### Written instruction 1
Summarize the failover clustering article in two sentences.
### Written instruction 2
In the failover clustering article, which Windows Server versions does the Cluster Rolling Upgrade process work with?
### Written instruction 3
Write out the part of the failover clustering article that begins at the words "- Evict the" and stops after the words "to the cluster.".

### Text excerpt
This article describes some of the improvements that you’ll see in the availability services offered by failover clustering in Windows Server 2016 (WS2016) Technical Preview 5 (TP5).
Keeping Services Running with Failover Clustering
Failover clustering is all about keeping services running. And the failover clustering team is all about feedback. With each release of Windows Server, the team has improved uptime for services running on Windows Server and Hyper-V, and this continues again with WS2016. Most of what you’ll read about in this article is a result of feedback from customers and partners, and it proves that participating in the process works and gives us a better product.
Cluster Rolling Upgrade
Recent years have proven that Windows Server isn’t released every three years. It’s much more frequent, and customers have been left behind. This isn’t just because of license costs or fear, it’s because upgrading a Hyper-V, storage, or application cluster just wasn’t possible; we had to build a new cluster and swing the highly available services across. That’s why you’ll still find lots of Windows Server 2008 R2 clusters out there, even though those companies own Windows Server 2012 R2 licensing.
Microsoft needed to allow cluster upgrades, especially if we might have a more frequent release schedule in the future. This is why we have a Cluster Rolling upgrade, which is a process that’s similar to a domain upgrade. This process will work with Windows Server 2012 R2 and later. For each node in the cluster, you will:
- Drain it of resources, such as virtual machines.
- Evict the node from the cluster.
- Rebuild the evicted node with the newest version of Windows Server, such as Windows Server 2016.
- Join the node to the cluster.

### Record set
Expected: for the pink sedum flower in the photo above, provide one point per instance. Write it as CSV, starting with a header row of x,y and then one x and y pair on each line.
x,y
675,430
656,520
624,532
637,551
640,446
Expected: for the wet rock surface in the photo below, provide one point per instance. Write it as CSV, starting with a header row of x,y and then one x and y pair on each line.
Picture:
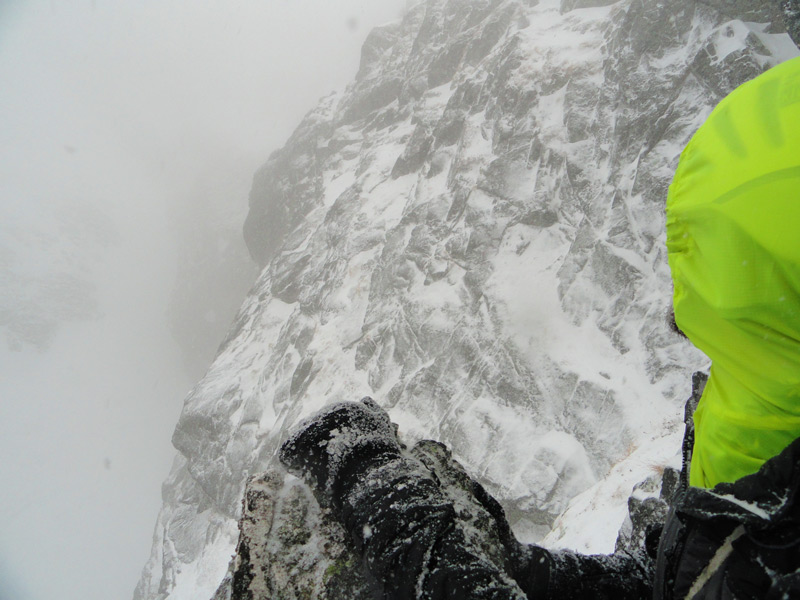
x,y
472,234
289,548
--
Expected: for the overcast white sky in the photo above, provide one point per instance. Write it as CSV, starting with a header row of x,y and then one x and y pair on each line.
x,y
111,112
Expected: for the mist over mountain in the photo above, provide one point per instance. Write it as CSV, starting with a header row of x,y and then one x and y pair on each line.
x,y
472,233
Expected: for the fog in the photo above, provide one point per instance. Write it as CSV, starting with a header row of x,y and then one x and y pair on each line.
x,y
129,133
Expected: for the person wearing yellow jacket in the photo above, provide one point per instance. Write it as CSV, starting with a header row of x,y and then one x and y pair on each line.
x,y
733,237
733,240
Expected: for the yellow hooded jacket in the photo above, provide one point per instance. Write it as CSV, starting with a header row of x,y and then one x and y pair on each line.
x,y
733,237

### Full response 1
The article describes improvements to the availability services of failover clustering in Windows Server 2016 Technical Preview 5, most of which came from customer and partner feedback. Because clusters previously couldn't be upgraded and had to be rebuilt, WS2016 adds Cluster Rolling Upgrade, which works with Windows Server 2012 R2 and later: each node is drained, evicted, rebuilt with the newest Windows Server, and joined back to the cluster.

### Full response 2
Windows Server 2012 R2 and later.

### Full response 3
- Evict the node from the cluster.
- Rebuild the evicted node with the newest version of Windows Server, such as Windows Server 2016.
- Join the node to the cluster.